## Location annotation dataset excerpts
━━━━
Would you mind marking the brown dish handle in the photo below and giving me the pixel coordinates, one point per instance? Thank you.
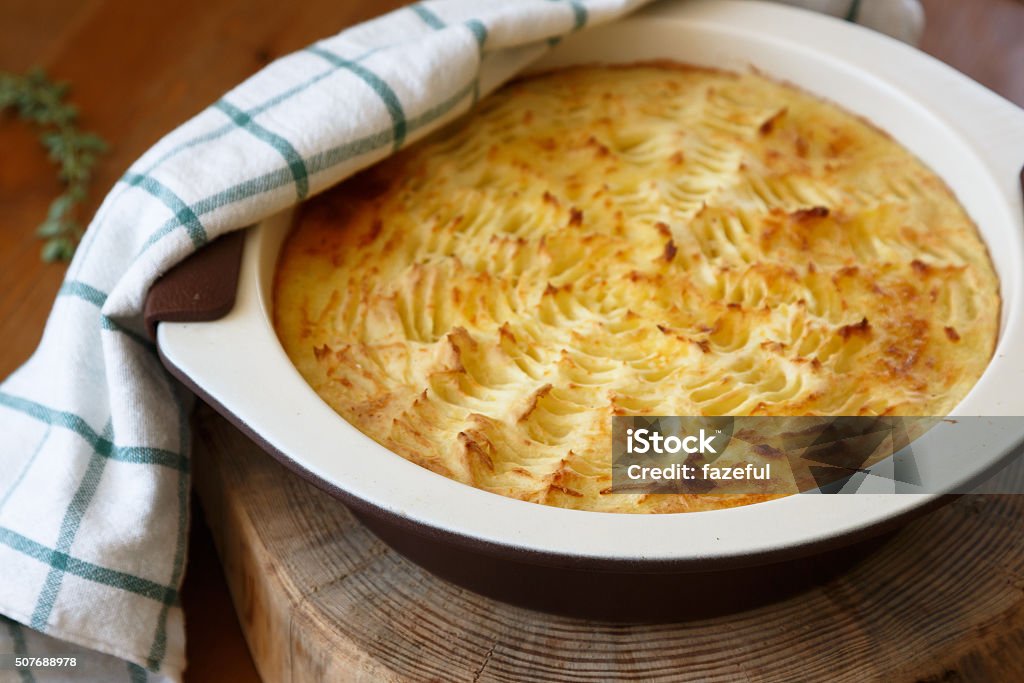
(200, 288)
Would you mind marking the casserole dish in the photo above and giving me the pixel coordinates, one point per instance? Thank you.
(969, 136)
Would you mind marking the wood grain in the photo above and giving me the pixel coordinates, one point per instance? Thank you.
(321, 598)
(140, 69)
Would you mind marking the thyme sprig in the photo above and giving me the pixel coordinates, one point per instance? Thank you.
(41, 101)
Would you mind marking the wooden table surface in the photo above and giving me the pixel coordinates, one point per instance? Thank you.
(138, 69)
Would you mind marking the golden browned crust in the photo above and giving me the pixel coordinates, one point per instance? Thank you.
(646, 240)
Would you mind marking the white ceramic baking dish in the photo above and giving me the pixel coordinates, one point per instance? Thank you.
(970, 136)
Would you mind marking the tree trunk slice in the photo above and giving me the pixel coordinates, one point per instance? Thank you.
(321, 598)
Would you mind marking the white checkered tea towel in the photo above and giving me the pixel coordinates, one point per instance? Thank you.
(94, 446)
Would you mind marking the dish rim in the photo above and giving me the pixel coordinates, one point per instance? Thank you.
(294, 422)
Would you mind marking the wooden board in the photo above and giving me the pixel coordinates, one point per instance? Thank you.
(321, 598)
(137, 70)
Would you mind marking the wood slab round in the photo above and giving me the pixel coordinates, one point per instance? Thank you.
(321, 598)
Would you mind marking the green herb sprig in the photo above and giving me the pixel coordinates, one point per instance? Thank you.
(41, 101)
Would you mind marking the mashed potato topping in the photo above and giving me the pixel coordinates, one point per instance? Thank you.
(644, 240)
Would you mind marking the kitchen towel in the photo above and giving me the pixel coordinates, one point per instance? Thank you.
(94, 477)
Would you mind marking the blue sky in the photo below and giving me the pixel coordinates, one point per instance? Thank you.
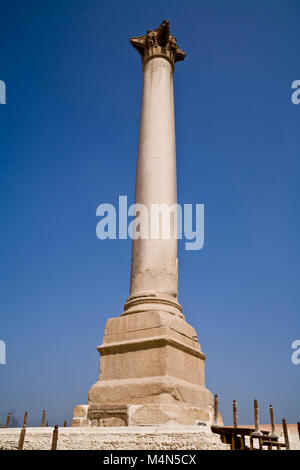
(69, 142)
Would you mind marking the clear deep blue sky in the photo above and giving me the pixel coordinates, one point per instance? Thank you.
(69, 142)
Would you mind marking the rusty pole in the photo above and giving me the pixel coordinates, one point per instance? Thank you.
(256, 417)
(43, 418)
(234, 414)
(216, 409)
(273, 434)
(286, 434)
(54, 438)
(22, 438)
(7, 420)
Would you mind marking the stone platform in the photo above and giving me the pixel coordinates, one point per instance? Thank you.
(116, 438)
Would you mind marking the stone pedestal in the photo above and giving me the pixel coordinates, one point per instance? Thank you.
(151, 359)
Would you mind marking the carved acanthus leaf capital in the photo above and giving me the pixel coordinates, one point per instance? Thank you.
(158, 42)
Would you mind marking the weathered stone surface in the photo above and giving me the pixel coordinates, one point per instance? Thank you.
(115, 438)
(150, 355)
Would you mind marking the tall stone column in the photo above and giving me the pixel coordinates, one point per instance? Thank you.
(151, 364)
(154, 274)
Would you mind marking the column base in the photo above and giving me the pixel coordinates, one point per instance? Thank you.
(151, 373)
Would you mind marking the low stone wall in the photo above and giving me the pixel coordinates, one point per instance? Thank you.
(115, 438)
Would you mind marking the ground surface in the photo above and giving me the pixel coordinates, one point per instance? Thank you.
(121, 438)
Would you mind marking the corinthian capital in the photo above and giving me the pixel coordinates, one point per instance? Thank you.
(158, 42)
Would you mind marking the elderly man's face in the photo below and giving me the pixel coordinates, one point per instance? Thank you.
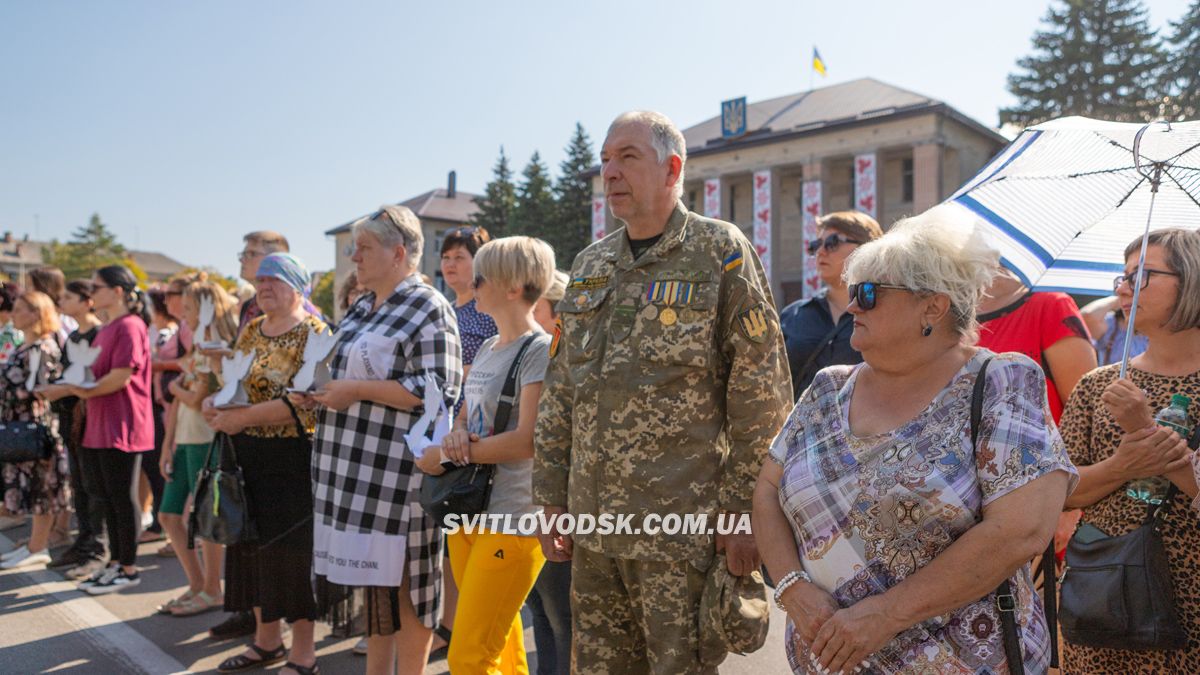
(634, 180)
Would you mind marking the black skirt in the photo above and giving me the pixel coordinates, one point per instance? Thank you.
(275, 572)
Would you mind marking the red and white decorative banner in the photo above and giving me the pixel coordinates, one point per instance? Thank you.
(713, 197)
(599, 216)
(762, 217)
(865, 193)
(810, 210)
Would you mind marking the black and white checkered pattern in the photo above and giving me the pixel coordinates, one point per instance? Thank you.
(364, 477)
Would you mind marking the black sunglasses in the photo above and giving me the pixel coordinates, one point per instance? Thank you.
(831, 244)
(865, 293)
(1145, 278)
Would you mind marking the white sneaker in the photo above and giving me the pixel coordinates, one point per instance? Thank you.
(113, 583)
(28, 560)
(97, 577)
(19, 551)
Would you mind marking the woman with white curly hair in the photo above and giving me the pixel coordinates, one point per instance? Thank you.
(888, 526)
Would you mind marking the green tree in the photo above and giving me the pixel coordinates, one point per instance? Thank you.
(1181, 77)
(90, 248)
(535, 202)
(498, 202)
(1093, 58)
(573, 197)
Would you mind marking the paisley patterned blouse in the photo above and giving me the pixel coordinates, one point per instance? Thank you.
(276, 362)
(868, 512)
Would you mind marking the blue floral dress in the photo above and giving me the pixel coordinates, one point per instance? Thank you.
(868, 512)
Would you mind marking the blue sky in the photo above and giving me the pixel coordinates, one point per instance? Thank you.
(189, 124)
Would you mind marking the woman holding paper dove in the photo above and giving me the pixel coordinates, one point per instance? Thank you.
(397, 347)
(39, 488)
(120, 423)
(510, 276)
(271, 438)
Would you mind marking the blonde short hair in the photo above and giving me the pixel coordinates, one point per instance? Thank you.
(395, 226)
(521, 262)
(558, 288)
(936, 252)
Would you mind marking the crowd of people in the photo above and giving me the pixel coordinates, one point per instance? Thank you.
(905, 443)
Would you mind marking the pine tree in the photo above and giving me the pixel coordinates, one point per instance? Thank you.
(498, 203)
(573, 193)
(1095, 58)
(535, 202)
(1181, 77)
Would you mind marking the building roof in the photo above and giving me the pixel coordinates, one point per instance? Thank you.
(847, 103)
(435, 204)
(156, 266)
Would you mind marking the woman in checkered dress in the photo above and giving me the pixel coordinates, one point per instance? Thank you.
(399, 339)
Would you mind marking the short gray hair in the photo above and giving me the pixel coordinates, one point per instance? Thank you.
(395, 226)
(939, 252)
(665, 138)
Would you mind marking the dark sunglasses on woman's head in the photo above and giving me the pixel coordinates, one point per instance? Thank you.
(865, 293)
(1145, 278)
(829, 243)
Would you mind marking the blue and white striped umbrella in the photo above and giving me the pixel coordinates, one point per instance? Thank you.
(1065, 199)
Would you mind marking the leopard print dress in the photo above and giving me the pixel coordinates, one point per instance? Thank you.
(1092, 435)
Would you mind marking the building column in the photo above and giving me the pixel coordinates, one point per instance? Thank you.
(927, 175)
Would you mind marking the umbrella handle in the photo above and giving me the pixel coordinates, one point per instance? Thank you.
(1156, 178)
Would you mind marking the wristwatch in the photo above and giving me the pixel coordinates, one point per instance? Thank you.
(786, 581)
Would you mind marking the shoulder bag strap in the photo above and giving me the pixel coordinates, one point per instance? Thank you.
(1006, 602)
(509, 393)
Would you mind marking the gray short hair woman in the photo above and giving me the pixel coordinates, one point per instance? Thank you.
(886, 530)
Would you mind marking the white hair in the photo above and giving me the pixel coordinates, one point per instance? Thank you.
(395, 226)
(665, 138)
(939, 251)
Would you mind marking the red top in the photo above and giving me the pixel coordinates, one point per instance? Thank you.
(1032, 328)
(123, 419)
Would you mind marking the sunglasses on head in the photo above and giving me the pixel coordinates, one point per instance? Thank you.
(829, 243)
(867, 293)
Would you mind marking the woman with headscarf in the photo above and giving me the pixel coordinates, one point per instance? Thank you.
(274, 448)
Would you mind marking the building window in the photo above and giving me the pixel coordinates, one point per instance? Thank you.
(906, 180)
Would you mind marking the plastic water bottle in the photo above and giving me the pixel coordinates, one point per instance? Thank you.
(1174, 417)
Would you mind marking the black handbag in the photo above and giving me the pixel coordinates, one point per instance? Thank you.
(467, 490)
(220, 508)
(24, 441)
(1117, 591)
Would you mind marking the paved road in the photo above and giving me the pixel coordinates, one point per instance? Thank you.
(48, 626)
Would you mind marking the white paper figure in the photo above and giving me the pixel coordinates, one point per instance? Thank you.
(81, 356)
(315, 368)
(233, 370)
(208, 311)
(435, 416)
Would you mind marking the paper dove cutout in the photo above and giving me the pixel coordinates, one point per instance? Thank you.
(202, 327)
(35, 364)
(435, 416)
(233, 370)
(81, 356)
(315, 368)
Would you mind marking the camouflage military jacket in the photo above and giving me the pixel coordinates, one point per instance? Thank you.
(669, 380)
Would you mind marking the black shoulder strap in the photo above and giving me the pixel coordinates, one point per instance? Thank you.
(509, 393)
(1006, 602)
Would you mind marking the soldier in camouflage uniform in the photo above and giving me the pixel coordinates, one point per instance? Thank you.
(669, 380)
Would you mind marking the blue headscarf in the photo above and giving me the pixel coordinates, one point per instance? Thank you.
(288, 269)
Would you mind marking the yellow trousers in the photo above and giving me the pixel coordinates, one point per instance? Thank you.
(495, 573)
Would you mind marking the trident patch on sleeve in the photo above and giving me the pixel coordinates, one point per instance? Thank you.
(557, 338)
(754, 324)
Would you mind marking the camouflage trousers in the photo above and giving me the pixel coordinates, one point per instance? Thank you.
(635, 616)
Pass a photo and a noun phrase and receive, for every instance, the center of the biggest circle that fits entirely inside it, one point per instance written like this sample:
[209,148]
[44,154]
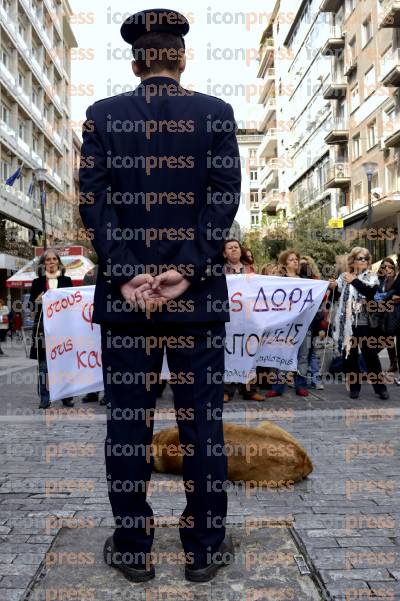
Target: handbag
[391,324]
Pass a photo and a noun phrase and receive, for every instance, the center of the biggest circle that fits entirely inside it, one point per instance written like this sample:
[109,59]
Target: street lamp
[40,176]
[370,169]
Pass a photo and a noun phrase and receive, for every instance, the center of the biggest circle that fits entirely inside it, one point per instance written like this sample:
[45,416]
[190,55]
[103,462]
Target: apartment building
[335,106]
[365,59]
[35,123]
[272,199]
[249,215]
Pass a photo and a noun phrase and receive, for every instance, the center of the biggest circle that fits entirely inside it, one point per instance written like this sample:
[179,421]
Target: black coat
[38,348]
[179,185]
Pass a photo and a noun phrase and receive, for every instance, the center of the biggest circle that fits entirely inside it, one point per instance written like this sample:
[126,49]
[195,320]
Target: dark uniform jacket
[38,348]
[159,188]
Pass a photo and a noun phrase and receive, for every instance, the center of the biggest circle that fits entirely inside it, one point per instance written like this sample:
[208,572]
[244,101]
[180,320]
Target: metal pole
[41,185]
[369,215]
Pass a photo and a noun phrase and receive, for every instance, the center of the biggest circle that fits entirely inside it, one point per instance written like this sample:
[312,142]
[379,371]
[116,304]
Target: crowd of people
[357,320]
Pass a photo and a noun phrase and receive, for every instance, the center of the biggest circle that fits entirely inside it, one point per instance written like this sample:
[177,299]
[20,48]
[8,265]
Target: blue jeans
[43,392]
[314,364]
[300,378]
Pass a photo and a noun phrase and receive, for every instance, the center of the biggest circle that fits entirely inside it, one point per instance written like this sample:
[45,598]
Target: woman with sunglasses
[387,290]
[354,328]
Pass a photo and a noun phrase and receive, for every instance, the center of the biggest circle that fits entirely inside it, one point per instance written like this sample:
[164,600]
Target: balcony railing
[267,147]
[389,13]
[391,69]
[392,133]
[335,41]
[338,176]
[331,6]
[335,89]
[338,131]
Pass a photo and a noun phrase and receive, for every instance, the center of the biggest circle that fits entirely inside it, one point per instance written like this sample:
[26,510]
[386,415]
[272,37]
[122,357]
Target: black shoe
[133,574]
[44,405]
[68,402]
[91,397]
[223,557]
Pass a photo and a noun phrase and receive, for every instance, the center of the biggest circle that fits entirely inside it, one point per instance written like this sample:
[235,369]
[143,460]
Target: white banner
[269,315]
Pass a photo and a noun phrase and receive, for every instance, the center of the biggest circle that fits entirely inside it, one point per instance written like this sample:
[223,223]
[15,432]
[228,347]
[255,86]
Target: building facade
[35,126]
[335,106]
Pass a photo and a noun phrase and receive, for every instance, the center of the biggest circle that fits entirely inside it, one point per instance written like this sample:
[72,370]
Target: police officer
[159,190]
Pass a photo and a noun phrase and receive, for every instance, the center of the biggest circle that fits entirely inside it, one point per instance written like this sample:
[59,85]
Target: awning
[77,266]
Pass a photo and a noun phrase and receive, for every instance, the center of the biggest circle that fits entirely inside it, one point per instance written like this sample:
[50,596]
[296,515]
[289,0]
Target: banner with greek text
[269,315]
━━━━
## GIVEN REQUEST
Revise the rows from the line containing "Would you mind marking the woman holding" through the line containing "(1092, 435)", replacing "one point per instance" with "a single point for each instance" and leaving everything else unchanged.

## TASK OUTPUT
Would you mind marking the woman holding paper dove in the photo above and giving me the pixel coordinates, a single point for each instance? Thank you.
(397, 347)
(39, 488)
(120, 423)
(510, 276)
(271, 438)
Would you mind marking the blonde short hair in the photo above and giving me the pixel coordinates, a single point for each instance? Thank you.
(395, 226)
(521, 262)
(558, 288)
(936, 252)
Would you mind marking the crowd of people in the photo above and giving me the pixel coordinates, a single point for each instance? Thank you.
(905, 443)
Would you mind marking the pine tree in the photo above and giving me the pixel coordinates, a single point for each instance? Thank you.
(498, 203)
(573, 193)
(1095, 58)
(535, 202)
(1181, 77)
Would you mind marking the building roof in the photo above and giving me the pixel coordinates, a single point for each instance? Thank you.
(847, 103)
(435, 204)
(156, 266)
Would you mind marking the woman in checkered dress in the photo above and giving me the pixel coordinates, a single point for each instance? Thank you.
(399, 339)
Would you mind marking the short gray hair in the photo above and giving me the pixel coordinates, a single point for each instance? Thank you.
(395, 226)
(939, 252)
(665, 138)
Would you mind marking the dark sunglasses on woman's head in the photo above and giving me the pixel coordinates, a single point for each instance? Thank you.
(865, 293)
(1145, 278)
(829, 243)
Would you mind marking the blue and white striped umbrella in the photo above and giving me the pixel coordinates, a single point for each instance? Thank you.
(1065, 199)
Would you mind marking the leopard print dress in the photo above and giving me the pixel coordinates, a single point for each instance? Thank you.
(1092, 435)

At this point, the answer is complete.